◆ **DOCUMENT TEXT**:
= = = = =

Gemæltan, for solo cello and orchestra (2020)

written for Sæunn Thorsteinsdóttir
Premiered on the 29. September 2022 with Sæunn Thorsteinsdóttir, the Iceland Symphony Orchestra and Eva Ollikainen at Harpa/Eldborg (IS)
Nominated for the Icelandic Music Awards 2023 - Composition of the Year (Classical/ Contemporary)

Icelandic-American cellist Sæunn Thorsteinsdóttir enjoys a varied career as a performer, collaborator and teaching artist. She has appeared as soloist with the Los Angeles Philharmonic, NDR Elbphilharmonie Orchester, BBC Symphony Orchestra, Seattle Symphony, Toronto Symphony Orchestra and Iceland Symphony, among others, and her recital and chamber music performances have taken her across the US, Europe and Asia. Sæunn has performed in many of the world’s prestigious venues including Carnegie Hall, Suntory Hall, Elbphilharmonie, Barbican Center and Disney Hall and the Los Angeles Times praised her performances for their “emotional intensity”.

Programme note:
We are living the most rapid change of Earth’s forces that a single generation has experienced. Glaciers, that before moved at geological speed of centuries and millennia, are now vanishing in a lifetime of a single human being. Nature has left geological speed and moves at human speed.

Now we are living in times where leaders of the world meet and discuss how they will observe rising sea level in the next 100 years with melting and vanishing of glaciers. As if that was a normal natural process. Cesar, Ramses II, Alexander the Great and Napoleon, none of them thought they could lift the oceans of the world. Moses split the Red Sea and that was an accomplishment, but that was nothing compared with lifting entire oceans of the world by melting most of the glaciers.

We are living in a new era, a new paradigm of understanding, a new geological era, the Anthropocene, but it feels like we don't comprehend it. We see the facts, the brain takes in the data, but still, it is as if what is happening is not really understood. A scientist told me that he could gather data and measurements, but he would not really understand his findings until others understood them. Understanding is not an individual act; it is a collective culture. If we look at the history of paradigm shifts, we can see that the real shift does not happen until the new ideas are embedded in culture. In stories, in poetry, music, film or visual art.

I thought at first it was odd to make music about a melting glacier. How do you do that? It might be obvious how to capture a melting glacier in words and pictures, but how do you capture a melting glacier with classical instruments?

 The work Gemæltan began when Veronique found an old map of the area of Síðujökull and compared it with a modern one. The change was alarming. The intention behind Gemæltan is to create awareness of climate change by an abstract representation of the vanishing landscape and the glacial afterglow, with a title and a programme note leading the audience to active listening. The approach is almost scientific; the piece is shaped by climate change. By going through texts and gathering data and information on the location, the behaviour of glaciers and their impact on landscape and ecology. By examining graphs and maps and extracting information to create the time progression of the piece. It then evolved to the idea of writing a cello concerto — with all the possibilities of creating a dialogue between a soloist and an orchestra.

= = = = =

◆ **DATA SECTION**:
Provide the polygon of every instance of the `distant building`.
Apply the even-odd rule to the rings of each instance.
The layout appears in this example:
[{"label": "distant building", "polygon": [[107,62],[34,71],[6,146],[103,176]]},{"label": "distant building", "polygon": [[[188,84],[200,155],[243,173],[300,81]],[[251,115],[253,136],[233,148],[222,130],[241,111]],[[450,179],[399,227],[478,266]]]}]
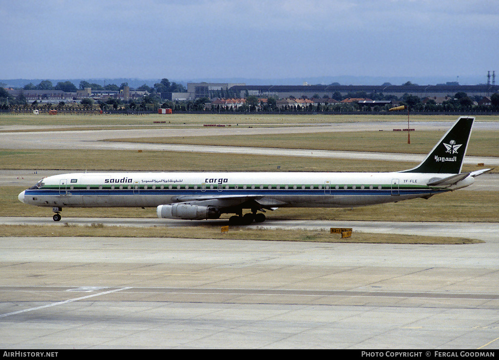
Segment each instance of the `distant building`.
[{"label": "distant building", "polygon": [[[189,94],[189,99],[198,99],[199,98],[207,97],[211,98],[211,94],[214,91],[220,91],[224,90],[227,91],[233,86],[245,86],[245,84],[230,84],[229,83],[188,83],[187,93]],[[239,97],[244,97],[244,94],[242,96]]]}]

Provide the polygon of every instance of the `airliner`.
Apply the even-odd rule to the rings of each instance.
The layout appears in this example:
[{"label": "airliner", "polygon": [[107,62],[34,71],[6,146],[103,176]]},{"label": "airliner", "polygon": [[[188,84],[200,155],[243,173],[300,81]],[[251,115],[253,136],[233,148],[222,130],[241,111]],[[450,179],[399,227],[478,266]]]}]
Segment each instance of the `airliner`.
[{"label": "airliner", "polygon": [[[352,207],[428,199],[473,184],[492,169],[461,172],[475,118],[460,117],[419,166],[391,173],[80,173],[48,177],[19,194],[26,204],[156,207],[159,217],[229,223],[265,219],[279,207]],[[243,215],[243,212],[247,213]]]}]

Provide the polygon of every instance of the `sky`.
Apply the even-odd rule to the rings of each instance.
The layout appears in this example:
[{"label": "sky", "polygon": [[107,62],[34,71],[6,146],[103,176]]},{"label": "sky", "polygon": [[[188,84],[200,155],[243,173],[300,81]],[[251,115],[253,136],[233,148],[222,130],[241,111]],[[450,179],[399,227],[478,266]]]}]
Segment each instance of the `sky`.
[{"label": "sky", "polygon": [[499,76],[497,0],[0,0],[0,79]]}]

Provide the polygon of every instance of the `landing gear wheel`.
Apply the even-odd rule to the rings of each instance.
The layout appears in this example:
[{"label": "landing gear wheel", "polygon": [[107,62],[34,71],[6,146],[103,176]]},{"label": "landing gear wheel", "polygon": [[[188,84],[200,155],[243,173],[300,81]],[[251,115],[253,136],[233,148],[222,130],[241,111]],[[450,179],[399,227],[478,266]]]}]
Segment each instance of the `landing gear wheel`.
[{"label": "landing gear wheel", "polygon": [[235,215],[229,218],[229,223],[230,225],[241,225],[241,217]]},{"label": "landing gear wheel", "polygon": [[254,221],[254,215],[250,212],[245,214],[243,216],[243,225],[250,225],[253,221]]},{"label": "landing gear wheel", "polygon": [[254,221],[255,222],[263,222],[265,219],[265,215],[259,212],[257,214],[255,214],[254,215]]}]

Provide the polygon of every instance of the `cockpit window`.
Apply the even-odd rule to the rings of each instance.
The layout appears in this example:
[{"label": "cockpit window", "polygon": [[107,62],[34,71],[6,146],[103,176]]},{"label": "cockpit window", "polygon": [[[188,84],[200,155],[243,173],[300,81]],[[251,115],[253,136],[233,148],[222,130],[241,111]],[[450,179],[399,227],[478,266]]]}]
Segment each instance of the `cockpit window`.
[{"label": "cockpit window", "polygon": [[45,183],[43,182],[43,180],[40,180],[40,181],[39,181],[38,182],[36,183],[36,185],[35,185],[34,186],[31,186],[31,187],[30,187],[29,188],[29,190],[36,190],[36,189],[41,189],[42,187],[43,187],[43,185],[45,185]]}]

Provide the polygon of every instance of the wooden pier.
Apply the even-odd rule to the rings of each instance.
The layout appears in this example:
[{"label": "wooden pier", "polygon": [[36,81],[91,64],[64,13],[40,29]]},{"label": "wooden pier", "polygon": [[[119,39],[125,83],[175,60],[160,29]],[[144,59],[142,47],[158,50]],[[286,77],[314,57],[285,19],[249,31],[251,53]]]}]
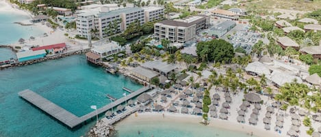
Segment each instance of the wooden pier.
[{"label": "wooden pier", "polygon": [[[115,100],[113,104],[108,104],[102,108],[97,110],[97,114],[100,115],[105,112],[107,110],[112,109],[112,107],[117,106],[125,101],[131,100],[141,93],[147,91],[151,89],[149,87],[144,87],[132,93],[129,94],[126,97],[123,97],[118,100]],[[60,121],[62,123],[65,124],[70,128],[74,128],[86,121],[96,117],[96,110],[89,112],[81,117],[78,117],[68,110],[61,108],[60,106],[55,104],[51,101],[44,98],[38,93],[30,91],[29,89],[24,90],[18,93],[20,97],[25,99],[26,101],[34,104],[35,106],[41,109],[46,113],[52,116],[57,120]],[[88,106],[89,107],[89,106]]]}]

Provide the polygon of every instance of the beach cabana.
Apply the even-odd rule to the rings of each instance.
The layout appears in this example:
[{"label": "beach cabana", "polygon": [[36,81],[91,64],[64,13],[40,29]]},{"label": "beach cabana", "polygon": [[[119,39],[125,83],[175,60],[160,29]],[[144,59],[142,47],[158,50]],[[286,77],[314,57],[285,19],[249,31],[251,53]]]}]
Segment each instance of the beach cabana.
[{"label": "beach cabana", "polygon": [[250,103],[259,103],[261,99],[259,94],[255,93],[248,93],[244,95],[244,98]]},{"label": "beach cabana", "polygon": [[245,119],[243,116],[237,116],[237,117],[236,117],[236,120],[237,120],[237,122],[239,123],[245,123]]},{"label": "beach cabana", "polygon": [[220,119],[223,119],[223,120],[227,120],[227,115],[224,113],[220,113]]}]

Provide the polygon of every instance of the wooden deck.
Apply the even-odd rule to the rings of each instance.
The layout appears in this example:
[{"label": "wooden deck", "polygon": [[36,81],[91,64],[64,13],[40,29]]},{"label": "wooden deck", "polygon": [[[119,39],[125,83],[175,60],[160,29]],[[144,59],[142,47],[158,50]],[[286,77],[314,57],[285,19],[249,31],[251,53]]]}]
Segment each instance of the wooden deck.
[{"label": "wooden deck", "polygon": [[[112,109],[112,106],[117,106],[125,101],[131,100],[131,98],[136,97],[137,95],[149,90],[151,88],[149,87],[144,87],[136,91],[135,92],[129,94],[126,97],[123,97],[122,98],[116,100],[113,102],[112,106],[112,104],[108,104],[105,106],[97,109],[97,113],[98,115],[100,115],[101,113],[105,112],[107,110]],[[78,117],[73,113],[67,111],[66,110],[61,108],[51,101],[44,98],[38,93],[29,89],[21,91],[18,94],[22,98],[34,104],[36,107],[39,108],[42,110],[44,111],[70,128],[74,128],[76,126],[83,123],[86,121],[96,117],[96,112],[92,111],[81,117]]]}]

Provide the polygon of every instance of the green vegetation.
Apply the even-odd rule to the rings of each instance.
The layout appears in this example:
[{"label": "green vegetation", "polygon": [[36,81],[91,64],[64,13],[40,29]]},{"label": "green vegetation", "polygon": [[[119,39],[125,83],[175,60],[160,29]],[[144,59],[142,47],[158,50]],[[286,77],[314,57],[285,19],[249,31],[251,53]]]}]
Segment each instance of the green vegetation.
[{"label": "green vegetation", "polygon": [[198,42],[196,53],[203,62],[229,63],[234,57],[234,49],[231,44],[224,40],[213,40]]},{"label": "green vegetation", "polygon": [[310,66],[310,67],[309,67],[309,73],[310,75],[316,73],[319,76],[321,76],[321,65],[313,65]]}]

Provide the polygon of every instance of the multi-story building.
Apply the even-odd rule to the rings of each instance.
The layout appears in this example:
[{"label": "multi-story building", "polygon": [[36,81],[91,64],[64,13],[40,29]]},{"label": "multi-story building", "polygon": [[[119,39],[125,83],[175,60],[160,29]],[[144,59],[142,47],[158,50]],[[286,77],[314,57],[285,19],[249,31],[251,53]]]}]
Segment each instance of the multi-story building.
[{"label": "multi-story building", "polygon": [[145,22],[159,20],[164,18],[164,7],[143,7]]},{"label": "multi-story building", "polygon": [[184,43],[195,37],[196,33],[208,27],[209,17],[194,16],[179,20],[166,20],[154,25],[157,40],[166,39],[171,42]]}]

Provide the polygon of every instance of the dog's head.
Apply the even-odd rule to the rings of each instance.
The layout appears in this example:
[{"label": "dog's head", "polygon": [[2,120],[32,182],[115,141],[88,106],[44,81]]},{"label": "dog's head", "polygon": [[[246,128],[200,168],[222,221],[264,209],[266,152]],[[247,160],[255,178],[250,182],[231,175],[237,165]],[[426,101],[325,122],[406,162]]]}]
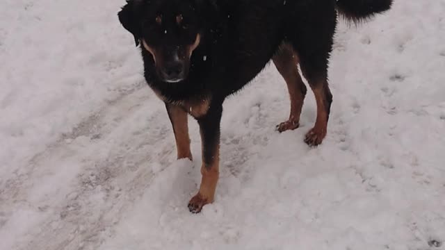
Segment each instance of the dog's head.
[{"label": "dog's head", "polygon": [[197,4],[205,0],[127,0],[119,20],[149,52],[158,78],[180,82],[187,78],[193,51],[201,42]]}]

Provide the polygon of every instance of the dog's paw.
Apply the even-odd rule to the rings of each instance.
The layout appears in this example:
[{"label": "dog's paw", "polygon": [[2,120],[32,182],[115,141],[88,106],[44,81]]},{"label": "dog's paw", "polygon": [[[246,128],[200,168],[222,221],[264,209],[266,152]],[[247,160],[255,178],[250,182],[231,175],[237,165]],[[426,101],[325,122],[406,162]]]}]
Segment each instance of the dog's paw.
[{"label": "dog's paw", "polygon": [[198,193],[188,201],[188,210],[191,212],[198,213],[201,212],[202,207],[208,203],[207,199],[203,198],[201,194]]},{"label": "dog's paw", "polygon": [[300,122],[294,120],[289,119],[284,122],[282,122],[277,125],[275,129],[280,133],[286,131],[288,130],[294,130],[300,126]]},{"label": "dog's paw", "polygon": [[305,142],[310,147],[318,146],[321,144],[325,136],[325,129],[316,129],[316,128],[313,128],[306,134]]}]

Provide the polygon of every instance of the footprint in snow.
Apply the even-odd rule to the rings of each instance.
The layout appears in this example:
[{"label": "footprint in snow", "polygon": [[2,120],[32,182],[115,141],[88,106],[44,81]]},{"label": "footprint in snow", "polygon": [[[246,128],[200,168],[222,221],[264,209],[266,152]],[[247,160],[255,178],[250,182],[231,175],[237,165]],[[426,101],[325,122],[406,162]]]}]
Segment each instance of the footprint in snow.
[{"label": "footprint in snow", "polygon": [[389,80],[392,81],[403,82],[403,81],[405,81],[405,78],[406,76],[403,76],[400,74],[395,74],[391,77],[389,77]]},{"label": "footprint in snow", "polygon": [[440,247],[442,245],[442,242],[436,240],[430,240],[428,241],[428,246],[432,247]]}]

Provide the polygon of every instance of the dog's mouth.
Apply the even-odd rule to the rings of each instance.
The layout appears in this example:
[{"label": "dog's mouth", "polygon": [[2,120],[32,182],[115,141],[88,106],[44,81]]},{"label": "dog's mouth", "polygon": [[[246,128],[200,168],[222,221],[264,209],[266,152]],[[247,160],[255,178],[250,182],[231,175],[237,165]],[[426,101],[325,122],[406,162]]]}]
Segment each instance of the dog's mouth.
[{"label": "dog's mouth", "polygon": [[153,57],[159,78],[165,83],[176,83],[187,78],[191,55],[200,42],[200,35],[197,35],[191,45],[154,47],[144,40],[142,44]]},{"label": "dog's mouth", "polygon": [[177,79],[164,79],[164,81],[165,83],[179,83],[180,81],[183,81],[184,78],[177,78]]}]

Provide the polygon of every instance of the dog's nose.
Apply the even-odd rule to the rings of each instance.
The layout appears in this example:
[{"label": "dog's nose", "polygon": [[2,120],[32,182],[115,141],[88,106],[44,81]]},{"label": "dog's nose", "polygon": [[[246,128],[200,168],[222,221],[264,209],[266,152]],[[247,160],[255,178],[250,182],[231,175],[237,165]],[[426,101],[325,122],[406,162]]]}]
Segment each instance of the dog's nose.
[{"label": "dog's nose", "polygon": [[170,62],[163,70],[167,80],[178,80],[182,78],[184,66],[180,62]]}]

= = = = =

◆ **REQUIRED WORK**: Reproduce, word for word, the stretch of the Gemæltan page from "Now we are living" through "of the glaciers.".

◆ **CORRECT ANSWER**:
Now we are living in times where leaders of the world meet and discuss how they will observe rising sea level in the next 100 years with melting and vanishing of glaciers. As if that was a normal natural process. Cesar, Ramses II, Alexander the Great and Napoleon, none of them thought they could lift the oceans of the world. Moses split the Red Sea and that was an accomplishment, but that was nothing compared with lifting entire oceans of the world by melting most of the glaciers.